▶ Source material:
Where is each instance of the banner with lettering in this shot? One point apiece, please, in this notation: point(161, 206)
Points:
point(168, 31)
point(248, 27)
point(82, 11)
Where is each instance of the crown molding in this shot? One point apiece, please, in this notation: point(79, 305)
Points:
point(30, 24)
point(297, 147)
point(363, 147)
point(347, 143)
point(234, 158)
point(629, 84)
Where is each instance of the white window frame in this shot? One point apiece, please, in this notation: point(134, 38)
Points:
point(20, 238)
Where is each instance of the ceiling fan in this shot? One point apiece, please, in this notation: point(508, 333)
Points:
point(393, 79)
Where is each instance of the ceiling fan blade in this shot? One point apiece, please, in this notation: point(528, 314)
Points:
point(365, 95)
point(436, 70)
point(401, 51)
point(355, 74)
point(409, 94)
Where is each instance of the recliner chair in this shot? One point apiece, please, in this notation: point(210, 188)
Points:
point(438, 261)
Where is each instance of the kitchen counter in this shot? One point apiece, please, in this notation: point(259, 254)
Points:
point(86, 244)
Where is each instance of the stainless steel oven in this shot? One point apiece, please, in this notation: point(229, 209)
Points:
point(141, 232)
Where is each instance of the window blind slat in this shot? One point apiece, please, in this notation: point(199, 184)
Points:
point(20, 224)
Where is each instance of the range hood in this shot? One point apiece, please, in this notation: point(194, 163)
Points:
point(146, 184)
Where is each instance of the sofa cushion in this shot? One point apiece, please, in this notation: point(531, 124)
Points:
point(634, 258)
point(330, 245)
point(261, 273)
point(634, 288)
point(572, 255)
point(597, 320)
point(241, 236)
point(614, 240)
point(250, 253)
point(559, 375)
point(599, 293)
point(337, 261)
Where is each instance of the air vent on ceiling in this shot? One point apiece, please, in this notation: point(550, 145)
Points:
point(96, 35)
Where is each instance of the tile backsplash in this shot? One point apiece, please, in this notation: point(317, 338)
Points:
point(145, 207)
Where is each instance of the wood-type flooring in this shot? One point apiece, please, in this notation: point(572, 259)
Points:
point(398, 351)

==

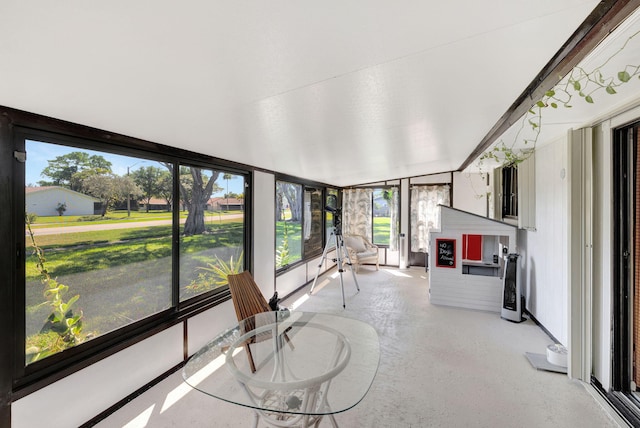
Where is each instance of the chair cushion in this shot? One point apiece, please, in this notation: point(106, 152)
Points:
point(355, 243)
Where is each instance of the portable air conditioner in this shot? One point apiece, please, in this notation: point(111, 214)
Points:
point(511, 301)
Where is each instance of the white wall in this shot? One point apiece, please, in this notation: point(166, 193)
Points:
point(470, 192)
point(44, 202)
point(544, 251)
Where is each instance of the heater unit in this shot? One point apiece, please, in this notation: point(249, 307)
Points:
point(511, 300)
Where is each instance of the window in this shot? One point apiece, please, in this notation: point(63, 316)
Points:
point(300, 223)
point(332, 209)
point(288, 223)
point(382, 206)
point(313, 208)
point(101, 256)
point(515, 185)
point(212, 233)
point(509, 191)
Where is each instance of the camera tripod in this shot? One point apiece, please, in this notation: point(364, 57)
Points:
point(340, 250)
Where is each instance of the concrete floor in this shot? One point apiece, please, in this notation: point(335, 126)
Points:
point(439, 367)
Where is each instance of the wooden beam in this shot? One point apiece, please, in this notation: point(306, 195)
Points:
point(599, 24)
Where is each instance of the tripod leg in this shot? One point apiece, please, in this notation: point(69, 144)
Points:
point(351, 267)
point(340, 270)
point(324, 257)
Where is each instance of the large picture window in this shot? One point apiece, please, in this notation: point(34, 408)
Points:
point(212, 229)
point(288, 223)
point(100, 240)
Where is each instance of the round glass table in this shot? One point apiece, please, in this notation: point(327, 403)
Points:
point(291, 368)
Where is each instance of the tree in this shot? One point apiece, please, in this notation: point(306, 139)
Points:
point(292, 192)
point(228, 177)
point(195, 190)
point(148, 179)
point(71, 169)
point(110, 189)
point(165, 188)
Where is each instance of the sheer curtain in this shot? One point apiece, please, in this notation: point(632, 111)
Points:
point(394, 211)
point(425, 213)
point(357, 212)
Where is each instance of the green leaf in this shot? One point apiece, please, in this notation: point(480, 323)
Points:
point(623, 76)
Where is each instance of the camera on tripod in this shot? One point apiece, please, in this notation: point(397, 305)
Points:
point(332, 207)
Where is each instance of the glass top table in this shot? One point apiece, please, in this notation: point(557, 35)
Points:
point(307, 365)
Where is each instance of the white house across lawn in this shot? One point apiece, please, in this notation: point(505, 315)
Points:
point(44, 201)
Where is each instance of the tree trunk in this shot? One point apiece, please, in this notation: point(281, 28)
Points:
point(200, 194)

▶ Task to carry out: Reproduce the stretch of the material above from the line containing "Where is each instance of the tree trunk" through the line containing "point(200, 194)", keeping every character unchanged.

▶ Full solution:
Where is each instance of the tree trunk in this shot? One point apiece, please, in this notation: point(281, 28)
Points:
point(200, 194)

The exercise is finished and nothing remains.